▶ Reading passage
══════

Demetrius McCloud, senior practicum coordinator at Henry Ford Academy School For Creative Studies
He's helped kids work within the mayoral office of Detroit, and has even seen one student find a medieval gothic artist in Detroit to study gothic sculpture, creating gargoyle statues and parade floats.
"As long as you have the resources and connections, and the students put in the work, they really value it," McCloud says. "Afterwards, they realize how beneficial the experience was. They have that knowledge and they have made those connections. Students hold onto those connections even after graduating, and they keep in contact with their mentor when going through school. That can lead to a lot of different opportunities they may not have seen otherwise."
As juniors, students complete a program called the Junior Workshop Process, where they do "career aspiration" work, including career placement tests. The school finds five areas of interest for the student to look into, at which point, the student does his or her own research to identify which job field they would like to dive into.
Saundra Little, an architect with Centric Design Studio, has worked with two Henry Ford Academy-School For Creative Studies in the last two years. The Centric Design Studio office is just a few blocks from the school, so Jonathan Kimble and Aaron Anderson would head over after the classes, usually putting in 12 hours a week over a semester.

══════

▶ Set task A
In the practicum passage, how many hours a week did Jonathan Kimble and Aaron Anderson usually spend at Centric Design Studio?
▶ Set task B
Reproduce the practicum passage from "As juniors, students" up to and including "to dive into.".

══════

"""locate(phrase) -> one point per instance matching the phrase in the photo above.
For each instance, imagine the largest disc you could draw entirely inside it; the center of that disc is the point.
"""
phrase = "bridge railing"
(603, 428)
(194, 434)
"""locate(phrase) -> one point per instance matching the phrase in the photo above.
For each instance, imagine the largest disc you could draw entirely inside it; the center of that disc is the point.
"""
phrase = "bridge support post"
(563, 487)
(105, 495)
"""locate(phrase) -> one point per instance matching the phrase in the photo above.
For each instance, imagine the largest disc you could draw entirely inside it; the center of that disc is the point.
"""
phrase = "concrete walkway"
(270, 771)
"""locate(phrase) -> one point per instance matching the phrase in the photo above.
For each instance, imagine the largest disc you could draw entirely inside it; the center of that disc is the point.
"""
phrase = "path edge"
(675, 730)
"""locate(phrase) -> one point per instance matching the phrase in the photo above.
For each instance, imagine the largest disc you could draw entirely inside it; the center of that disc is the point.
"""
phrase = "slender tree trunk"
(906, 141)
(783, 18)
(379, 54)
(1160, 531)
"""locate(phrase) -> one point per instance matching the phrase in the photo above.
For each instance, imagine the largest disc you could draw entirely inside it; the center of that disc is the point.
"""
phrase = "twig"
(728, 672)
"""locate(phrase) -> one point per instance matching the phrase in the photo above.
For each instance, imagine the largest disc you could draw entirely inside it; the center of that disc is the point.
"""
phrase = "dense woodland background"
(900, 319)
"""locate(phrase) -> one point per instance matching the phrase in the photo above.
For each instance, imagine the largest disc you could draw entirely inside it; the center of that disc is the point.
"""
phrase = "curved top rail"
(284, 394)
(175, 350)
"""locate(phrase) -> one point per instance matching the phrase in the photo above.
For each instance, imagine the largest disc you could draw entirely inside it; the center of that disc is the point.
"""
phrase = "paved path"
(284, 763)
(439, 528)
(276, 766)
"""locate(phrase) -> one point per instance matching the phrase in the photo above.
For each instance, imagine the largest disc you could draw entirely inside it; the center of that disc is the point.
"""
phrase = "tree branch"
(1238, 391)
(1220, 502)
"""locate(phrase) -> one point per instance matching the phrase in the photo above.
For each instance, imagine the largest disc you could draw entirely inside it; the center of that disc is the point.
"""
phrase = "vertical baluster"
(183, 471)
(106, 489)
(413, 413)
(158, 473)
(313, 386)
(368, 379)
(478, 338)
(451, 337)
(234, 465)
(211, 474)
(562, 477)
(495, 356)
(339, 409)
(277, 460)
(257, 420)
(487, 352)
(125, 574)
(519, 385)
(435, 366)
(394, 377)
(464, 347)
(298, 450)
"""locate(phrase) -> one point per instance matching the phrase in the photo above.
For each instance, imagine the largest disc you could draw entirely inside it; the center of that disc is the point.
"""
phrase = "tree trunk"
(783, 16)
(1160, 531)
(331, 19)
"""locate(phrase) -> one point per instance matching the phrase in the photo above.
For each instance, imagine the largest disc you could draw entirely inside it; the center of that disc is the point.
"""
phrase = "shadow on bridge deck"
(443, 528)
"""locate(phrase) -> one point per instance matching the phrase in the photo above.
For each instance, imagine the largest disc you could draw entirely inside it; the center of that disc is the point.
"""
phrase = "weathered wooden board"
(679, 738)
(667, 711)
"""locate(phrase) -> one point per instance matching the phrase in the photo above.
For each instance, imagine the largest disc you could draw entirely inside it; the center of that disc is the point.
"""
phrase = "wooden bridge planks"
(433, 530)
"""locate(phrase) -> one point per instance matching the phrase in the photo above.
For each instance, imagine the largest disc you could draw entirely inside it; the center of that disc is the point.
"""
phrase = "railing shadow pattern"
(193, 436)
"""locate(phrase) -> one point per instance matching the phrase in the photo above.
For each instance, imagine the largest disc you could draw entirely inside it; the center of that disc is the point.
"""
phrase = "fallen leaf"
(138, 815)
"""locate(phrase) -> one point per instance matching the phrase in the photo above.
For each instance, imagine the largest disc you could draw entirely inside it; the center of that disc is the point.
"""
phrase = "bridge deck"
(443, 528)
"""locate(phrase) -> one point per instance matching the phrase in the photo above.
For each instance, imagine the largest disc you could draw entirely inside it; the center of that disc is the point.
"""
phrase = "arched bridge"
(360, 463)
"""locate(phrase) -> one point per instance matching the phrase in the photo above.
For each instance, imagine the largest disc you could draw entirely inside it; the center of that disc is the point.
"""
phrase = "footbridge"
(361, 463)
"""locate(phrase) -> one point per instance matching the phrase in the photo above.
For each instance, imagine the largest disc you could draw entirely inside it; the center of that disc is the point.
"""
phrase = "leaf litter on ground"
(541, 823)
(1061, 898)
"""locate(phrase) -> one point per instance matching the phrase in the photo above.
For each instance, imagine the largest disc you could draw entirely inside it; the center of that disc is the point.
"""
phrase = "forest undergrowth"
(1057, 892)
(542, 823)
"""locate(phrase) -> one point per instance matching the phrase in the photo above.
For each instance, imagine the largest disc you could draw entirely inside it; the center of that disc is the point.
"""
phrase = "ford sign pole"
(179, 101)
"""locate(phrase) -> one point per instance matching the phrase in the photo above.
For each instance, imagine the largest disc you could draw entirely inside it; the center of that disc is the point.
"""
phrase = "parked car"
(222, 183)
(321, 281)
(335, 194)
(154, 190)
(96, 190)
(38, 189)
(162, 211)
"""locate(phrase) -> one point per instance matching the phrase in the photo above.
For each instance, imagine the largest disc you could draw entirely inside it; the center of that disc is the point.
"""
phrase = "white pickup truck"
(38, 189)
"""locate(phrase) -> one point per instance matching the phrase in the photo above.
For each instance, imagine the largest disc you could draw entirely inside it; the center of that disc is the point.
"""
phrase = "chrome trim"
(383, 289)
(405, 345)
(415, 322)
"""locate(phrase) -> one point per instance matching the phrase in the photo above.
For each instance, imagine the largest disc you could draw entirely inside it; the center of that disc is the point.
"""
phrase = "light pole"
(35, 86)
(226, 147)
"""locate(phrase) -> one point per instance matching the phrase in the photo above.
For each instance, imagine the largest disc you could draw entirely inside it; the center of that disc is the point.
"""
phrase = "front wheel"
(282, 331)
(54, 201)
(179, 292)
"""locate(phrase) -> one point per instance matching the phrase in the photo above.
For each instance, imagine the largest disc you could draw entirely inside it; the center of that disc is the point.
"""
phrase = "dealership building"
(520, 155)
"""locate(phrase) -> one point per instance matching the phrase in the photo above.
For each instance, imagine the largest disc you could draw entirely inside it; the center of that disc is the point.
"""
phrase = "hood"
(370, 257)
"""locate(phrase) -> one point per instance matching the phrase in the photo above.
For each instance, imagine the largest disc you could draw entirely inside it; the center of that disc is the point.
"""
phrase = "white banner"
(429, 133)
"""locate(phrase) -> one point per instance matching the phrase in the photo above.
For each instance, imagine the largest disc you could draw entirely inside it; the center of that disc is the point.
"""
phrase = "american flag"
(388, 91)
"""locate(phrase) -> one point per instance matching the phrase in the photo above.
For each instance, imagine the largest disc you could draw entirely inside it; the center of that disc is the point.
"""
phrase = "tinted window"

══════

▶ Task response A
About 12 hours a week over a semester.

▶ Task response B
As juniors, students complete a program called the Junior Workshop Process, where they do "career aspiration" work, including career placement tests. The school finds five areas of interest for the student to look into, at which point, the student does his or her own research to identify which job field they would like to dive into.